• _Task details_: Please print exactly the lines from the line containing "of the patch" through the end of the data, no more, and keep pictures out of the copy.

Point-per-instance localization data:
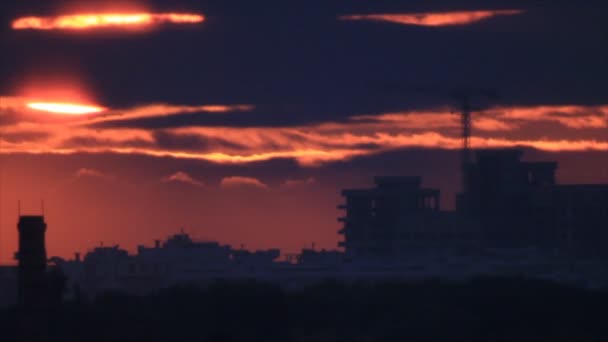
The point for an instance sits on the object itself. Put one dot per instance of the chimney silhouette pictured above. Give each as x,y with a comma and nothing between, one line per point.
32,297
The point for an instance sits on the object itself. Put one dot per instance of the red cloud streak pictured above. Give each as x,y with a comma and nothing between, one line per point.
432,18
104,20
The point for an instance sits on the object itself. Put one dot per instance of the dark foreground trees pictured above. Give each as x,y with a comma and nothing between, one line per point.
485,309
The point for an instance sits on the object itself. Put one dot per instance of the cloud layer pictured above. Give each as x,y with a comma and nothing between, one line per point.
433,19
553,128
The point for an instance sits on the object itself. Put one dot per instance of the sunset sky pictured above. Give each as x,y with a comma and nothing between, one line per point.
241,121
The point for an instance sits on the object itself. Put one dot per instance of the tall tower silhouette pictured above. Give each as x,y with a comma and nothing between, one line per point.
32,297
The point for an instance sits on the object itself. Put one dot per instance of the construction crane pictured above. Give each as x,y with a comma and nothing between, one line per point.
464,96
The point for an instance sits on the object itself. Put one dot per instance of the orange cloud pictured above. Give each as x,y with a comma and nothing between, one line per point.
104,20
309,145
161,109
235,182
433,18
65,108
183,177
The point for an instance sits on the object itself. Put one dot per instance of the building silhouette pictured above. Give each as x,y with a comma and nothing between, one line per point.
507,203
32,282
399,218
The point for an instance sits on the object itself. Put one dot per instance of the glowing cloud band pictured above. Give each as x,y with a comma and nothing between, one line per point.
65,108
104,20
432,18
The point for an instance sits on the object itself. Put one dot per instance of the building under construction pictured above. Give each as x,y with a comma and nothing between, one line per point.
506,203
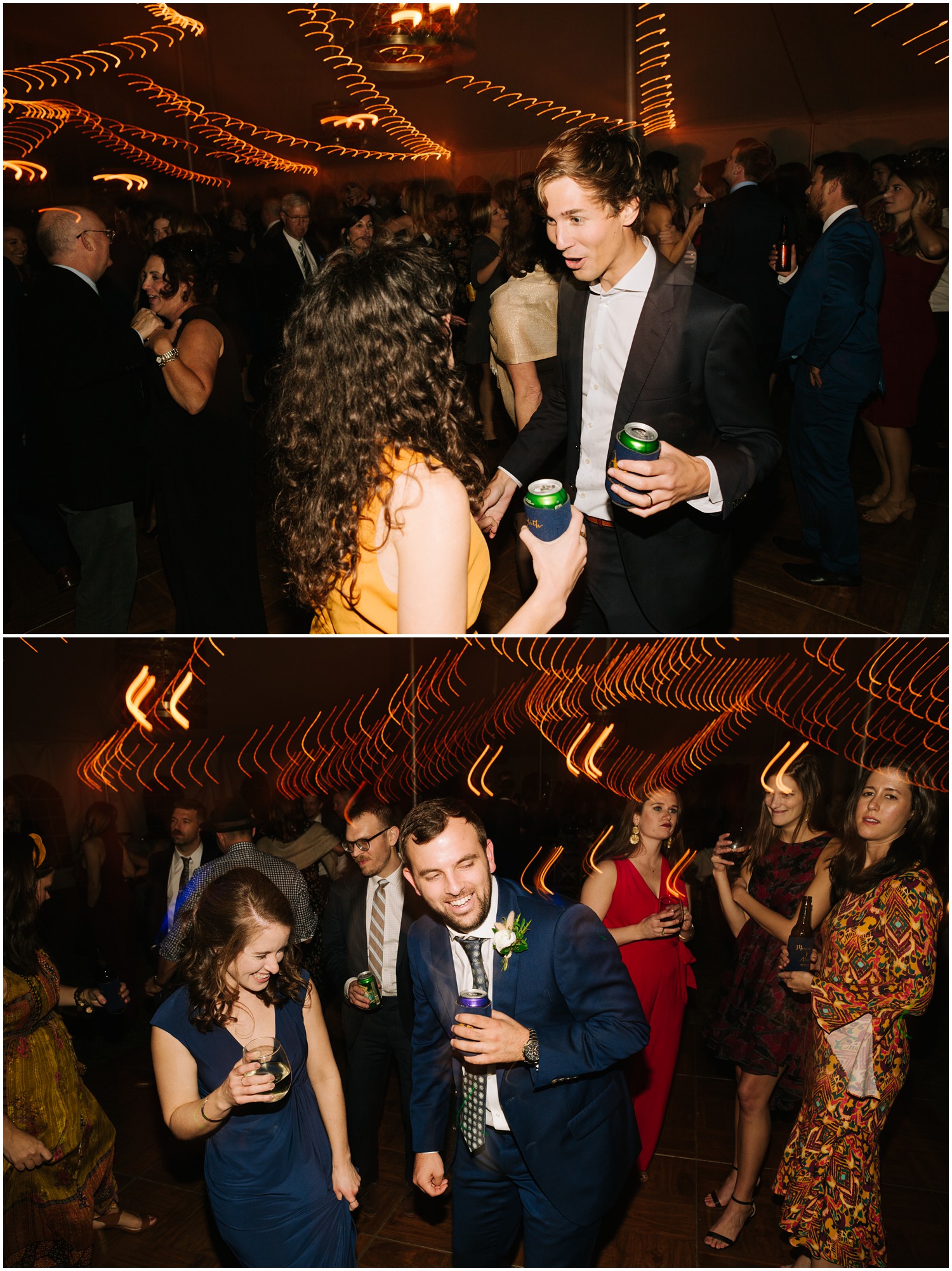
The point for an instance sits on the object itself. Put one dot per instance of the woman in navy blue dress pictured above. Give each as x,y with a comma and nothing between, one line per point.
279,1171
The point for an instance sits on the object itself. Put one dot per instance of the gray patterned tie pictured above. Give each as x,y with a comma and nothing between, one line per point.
472,1119
375,946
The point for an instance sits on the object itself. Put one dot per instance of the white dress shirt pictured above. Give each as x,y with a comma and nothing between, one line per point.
393,914
495,1115
295,244
178,863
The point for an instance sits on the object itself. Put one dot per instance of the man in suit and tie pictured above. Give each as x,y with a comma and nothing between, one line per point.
735,246
365,927
830,335
83,370
638,342
547,1134
282,265
173,868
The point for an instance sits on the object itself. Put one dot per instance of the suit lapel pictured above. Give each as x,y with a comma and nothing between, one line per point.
650,336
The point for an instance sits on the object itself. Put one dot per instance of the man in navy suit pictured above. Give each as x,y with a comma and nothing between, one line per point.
830,333
547,1134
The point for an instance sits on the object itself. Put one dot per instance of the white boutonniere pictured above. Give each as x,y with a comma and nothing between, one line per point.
509,937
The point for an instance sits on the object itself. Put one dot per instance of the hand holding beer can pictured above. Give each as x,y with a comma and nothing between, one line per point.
635,441
548,511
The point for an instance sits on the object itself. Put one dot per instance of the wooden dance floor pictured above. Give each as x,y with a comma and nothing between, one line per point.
659,1223
905,568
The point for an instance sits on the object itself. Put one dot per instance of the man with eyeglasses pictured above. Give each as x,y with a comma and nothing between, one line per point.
83,371
282,266
365,928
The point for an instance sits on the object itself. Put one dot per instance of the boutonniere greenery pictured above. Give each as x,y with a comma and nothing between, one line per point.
510,937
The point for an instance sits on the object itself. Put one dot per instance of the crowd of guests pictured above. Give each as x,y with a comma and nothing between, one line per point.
249,935
342,361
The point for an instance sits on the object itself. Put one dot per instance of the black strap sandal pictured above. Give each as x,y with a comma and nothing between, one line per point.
726,1239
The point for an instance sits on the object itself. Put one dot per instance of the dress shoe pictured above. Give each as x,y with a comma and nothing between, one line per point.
815,576
795,547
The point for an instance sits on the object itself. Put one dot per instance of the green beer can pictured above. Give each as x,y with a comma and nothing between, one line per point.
635,441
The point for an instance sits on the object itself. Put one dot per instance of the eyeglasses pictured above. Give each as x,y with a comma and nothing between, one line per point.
361,844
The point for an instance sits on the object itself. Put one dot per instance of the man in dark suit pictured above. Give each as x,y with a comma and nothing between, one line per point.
547,1134
83,370
282,265
735,246
638,342
365,927
830,335
173,868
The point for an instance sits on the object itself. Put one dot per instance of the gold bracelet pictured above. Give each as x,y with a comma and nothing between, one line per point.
211,1120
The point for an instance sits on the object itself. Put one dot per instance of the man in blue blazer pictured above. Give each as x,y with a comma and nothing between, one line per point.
830,333
547,1134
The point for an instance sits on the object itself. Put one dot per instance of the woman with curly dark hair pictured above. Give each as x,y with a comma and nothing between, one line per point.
277,1166
375,486
202,446
627,891
877,966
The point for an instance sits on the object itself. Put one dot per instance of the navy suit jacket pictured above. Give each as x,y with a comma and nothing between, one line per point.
572,1119
833,314
691,374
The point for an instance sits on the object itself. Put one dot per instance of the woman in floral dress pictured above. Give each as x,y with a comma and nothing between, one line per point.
758,1025
877,966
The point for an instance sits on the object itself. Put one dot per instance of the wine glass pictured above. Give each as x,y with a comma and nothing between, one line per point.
271,1058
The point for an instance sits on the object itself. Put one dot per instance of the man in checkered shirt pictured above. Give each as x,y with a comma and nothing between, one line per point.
234,824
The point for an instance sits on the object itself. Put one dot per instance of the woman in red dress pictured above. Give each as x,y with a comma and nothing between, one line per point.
627,891
758,1025
915,253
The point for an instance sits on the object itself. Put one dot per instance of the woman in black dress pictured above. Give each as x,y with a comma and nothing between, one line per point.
202,446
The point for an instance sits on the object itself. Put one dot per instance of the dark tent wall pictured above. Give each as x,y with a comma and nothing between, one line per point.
788,73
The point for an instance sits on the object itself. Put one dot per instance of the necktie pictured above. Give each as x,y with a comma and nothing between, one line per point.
472,1119
182,884
375,945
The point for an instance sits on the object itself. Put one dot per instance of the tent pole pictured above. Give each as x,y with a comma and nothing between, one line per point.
630,64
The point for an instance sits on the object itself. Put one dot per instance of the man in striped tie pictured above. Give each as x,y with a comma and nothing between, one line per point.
365,928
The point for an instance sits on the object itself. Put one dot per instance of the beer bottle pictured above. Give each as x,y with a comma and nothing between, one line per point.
800,945
783,251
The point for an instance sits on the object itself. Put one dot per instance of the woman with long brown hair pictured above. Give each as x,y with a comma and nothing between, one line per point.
627,891
915,253
59,1186
375,482
277,1164
757,1023
877,966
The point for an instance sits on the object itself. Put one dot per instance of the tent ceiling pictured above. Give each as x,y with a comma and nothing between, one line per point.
729,65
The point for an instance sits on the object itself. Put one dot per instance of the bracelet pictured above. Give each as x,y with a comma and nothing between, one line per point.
211,1120
81,1006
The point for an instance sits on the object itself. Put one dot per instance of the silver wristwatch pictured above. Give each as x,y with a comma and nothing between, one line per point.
531,1051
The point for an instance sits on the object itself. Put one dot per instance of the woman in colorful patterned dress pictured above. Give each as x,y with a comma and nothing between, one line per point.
58,1141
877,965
759,1025
627,891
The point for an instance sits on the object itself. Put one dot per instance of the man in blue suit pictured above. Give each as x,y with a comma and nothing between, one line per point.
831,333
547,1134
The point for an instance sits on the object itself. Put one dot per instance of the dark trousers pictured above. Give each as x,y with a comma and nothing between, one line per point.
609,604
494,1194
105,540
821,429
381,1037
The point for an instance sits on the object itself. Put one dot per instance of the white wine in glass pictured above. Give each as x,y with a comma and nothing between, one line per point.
271,1058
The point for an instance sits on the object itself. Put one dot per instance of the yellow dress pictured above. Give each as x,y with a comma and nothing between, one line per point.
49,1211
375,609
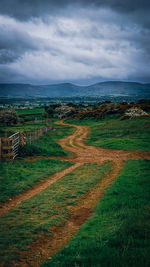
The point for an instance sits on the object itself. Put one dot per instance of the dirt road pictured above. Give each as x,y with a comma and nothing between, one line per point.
48,245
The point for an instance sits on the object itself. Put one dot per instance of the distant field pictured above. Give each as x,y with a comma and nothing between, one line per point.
118,234
47,145
131,134
27,127
35,216
17,176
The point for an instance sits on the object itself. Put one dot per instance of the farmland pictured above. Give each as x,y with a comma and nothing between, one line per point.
93,209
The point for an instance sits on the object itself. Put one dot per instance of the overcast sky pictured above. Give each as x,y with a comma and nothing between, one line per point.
86,41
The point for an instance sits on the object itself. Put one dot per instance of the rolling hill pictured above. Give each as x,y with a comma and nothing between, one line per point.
111,88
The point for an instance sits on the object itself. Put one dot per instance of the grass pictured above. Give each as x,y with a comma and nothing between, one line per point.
17,176
47,145
112,133
35,216
26,127
118,234
30,111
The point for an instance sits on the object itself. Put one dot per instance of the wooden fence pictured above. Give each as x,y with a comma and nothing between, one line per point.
31,136
9,146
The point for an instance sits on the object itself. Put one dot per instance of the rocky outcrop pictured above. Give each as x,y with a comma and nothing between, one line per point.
133,113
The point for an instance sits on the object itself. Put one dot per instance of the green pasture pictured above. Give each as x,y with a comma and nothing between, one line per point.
22,225
47,144
111,132
118,234
17,176
29,111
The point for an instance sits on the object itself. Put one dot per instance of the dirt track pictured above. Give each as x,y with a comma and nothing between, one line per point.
48,245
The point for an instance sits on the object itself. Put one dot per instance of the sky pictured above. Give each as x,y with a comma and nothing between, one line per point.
82,42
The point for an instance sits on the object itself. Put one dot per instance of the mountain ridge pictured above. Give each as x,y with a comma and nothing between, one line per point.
107,88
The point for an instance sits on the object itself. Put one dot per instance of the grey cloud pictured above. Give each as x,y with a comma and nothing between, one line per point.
74,43
25,9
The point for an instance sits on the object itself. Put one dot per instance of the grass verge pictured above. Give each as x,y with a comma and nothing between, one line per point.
17,176
118,234
112,133
47,145
35,216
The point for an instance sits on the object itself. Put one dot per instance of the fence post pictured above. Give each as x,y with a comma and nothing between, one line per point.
22,138
0,148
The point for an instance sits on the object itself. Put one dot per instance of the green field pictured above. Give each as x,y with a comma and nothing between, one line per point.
35,216
30,111
113,133
47,145
17,176
26,127
118,234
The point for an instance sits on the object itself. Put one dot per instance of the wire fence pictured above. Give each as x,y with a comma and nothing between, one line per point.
9,146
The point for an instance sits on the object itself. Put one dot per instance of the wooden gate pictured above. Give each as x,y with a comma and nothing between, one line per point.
10,146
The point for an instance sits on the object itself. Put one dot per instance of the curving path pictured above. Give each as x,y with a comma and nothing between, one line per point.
81,154
48,245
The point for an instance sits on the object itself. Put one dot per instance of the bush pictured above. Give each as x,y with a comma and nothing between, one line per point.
29,150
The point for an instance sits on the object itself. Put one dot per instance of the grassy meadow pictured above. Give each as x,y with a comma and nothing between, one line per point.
118,233
17,176
47,145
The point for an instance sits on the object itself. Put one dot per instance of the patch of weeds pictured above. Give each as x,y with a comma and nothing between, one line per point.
17,176
35,216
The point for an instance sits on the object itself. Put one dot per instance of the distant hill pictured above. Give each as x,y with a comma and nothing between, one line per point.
111,88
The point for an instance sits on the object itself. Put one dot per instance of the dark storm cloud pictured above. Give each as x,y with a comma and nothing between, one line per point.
14,43
25,9
46,41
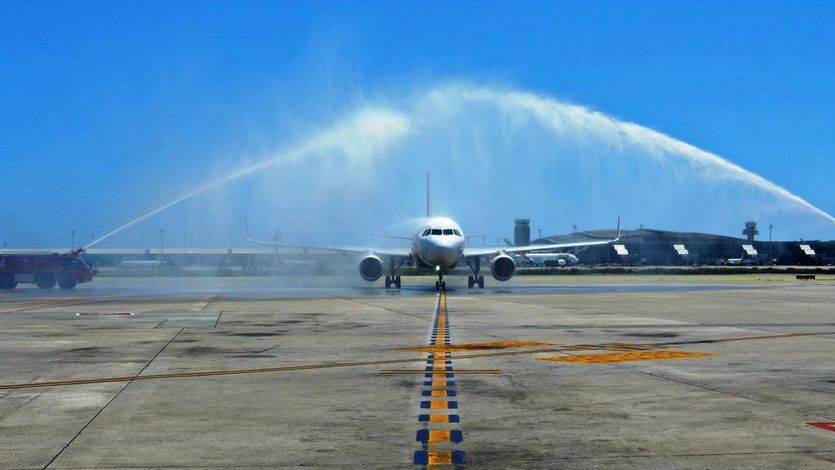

• _Response area_:
The point for an instance sits on the object itself. Put one dot per instance of the patch of weeds pictured above. Give each as x,y with a comma and nothing between, one line per point.
17,176
35,216
The point for an instance sits on the object itself. Put one dot per instance of the distant hill pictured above. Give each as x,y with a comma and nothing between, one line per point.
111,88
The point for an instance sits on the object itself. Put one dot per instance of the dark storm cloud pictured above. Give each as x,y with a comma and nothing between, one line per point.
14,43
25,9
46,41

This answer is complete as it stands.